▸ **Tasks to perform**:
- A) In the hepatitis C passage, how many people around the world are reported to have the infection?
- B) Reproduce everything in the hepatitis C passage from "In many countries" down to "M. M, 2006).".

▸ **Reading passage**:
# # #

The major cause of the liver cancer is the hepatitis C. The infection of the disease occurs in the blood which leads to the cirrohsis of the liver that ultimately leads to cancer. The disease incidence is on the rise annually with 170 million people around the world reported for the infection. The disease primarily spreads through the direct contact of the human blood, and the hisk risk groups for the disease include, injecting drug users, people who are the recipients of the blood unscreened for the disease, haemophiliacs, the people who resort to the unconventional and unsafe sexual pratices and the patients who go for frequent dialysis.
(Hepatitis C, fact sheet, WHO, media center,2000). One major cause of the increasing percentage of hepatocellular carcinoma or HCC is the virus of Hepatitis C, and there is a wide temporal and geographical variation of the incidence of the disease. (Wasley. A, Alter. M. J, 2000, Hayakawa. K. A et. al, 2003). In countries like US and Australia, the percentage prevalence of the disease is more in young adults in comparison with Japan, where the disease prevalence is more in older adults. (Takashi Moriya et. al, 1999).
In many countries of Asia, the disease was observed in all the age groups, indicating the fact that there exists a high risk for the transmission of the disease. however, the important factors for the spread of the disease are the injection of the drugs and the unhealthy medical practices such as using contaminated syringes and the medical equipment. (Wasley. A, Alter. M. J, 2000, La Torre. G et. al, 2003, Kao. J. H and Chen. D. S, 2000). Most of the studies attribute the spread of the disease to the donation of the unscreened blood to the disease. (Sy. T and Jamal. M. M, 2006).

# # #

▸ **Stored items from a collection**:

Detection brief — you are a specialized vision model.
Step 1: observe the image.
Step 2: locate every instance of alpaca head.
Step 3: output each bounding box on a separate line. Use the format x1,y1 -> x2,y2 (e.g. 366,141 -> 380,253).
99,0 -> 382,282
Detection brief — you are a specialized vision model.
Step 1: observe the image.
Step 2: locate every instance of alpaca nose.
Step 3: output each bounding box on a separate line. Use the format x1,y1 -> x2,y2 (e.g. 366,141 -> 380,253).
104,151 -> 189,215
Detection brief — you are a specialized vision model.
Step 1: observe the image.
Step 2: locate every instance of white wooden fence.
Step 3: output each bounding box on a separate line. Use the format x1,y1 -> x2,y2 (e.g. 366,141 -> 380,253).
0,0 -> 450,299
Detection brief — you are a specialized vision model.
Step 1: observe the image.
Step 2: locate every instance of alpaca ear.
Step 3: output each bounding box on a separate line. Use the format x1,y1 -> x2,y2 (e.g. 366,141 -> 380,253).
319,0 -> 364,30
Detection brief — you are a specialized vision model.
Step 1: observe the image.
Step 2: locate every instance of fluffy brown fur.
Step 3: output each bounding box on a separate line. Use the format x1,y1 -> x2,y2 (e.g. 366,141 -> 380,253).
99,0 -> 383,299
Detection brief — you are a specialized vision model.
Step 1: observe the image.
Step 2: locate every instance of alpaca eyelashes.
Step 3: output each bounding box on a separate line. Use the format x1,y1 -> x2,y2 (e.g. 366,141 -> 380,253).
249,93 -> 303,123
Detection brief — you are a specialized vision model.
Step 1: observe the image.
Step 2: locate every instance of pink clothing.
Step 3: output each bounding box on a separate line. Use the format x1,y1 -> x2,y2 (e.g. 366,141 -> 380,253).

# # #

▸ **List of answers**:
- A) 170 million people.

- B)
In many countries of Asia, the disease was observed in all the age groups, indicating the fact that there exists a high risk for the transmission of the disease. however, the important factors for the spread of the disease are the injection of the drugs and the unhealthy medical practices such as using contaminated syringes and the medical equipment. (Wasley. A, Alter. M. J, 2000, La Torre. G et. al, 2003, Kao. J. H and Chen. D. S, 2000). Most of the studies attribute the spread of the disease to the donation of the unscreened blood to the disease. (Sy. T and Jamal. M. M, 2006).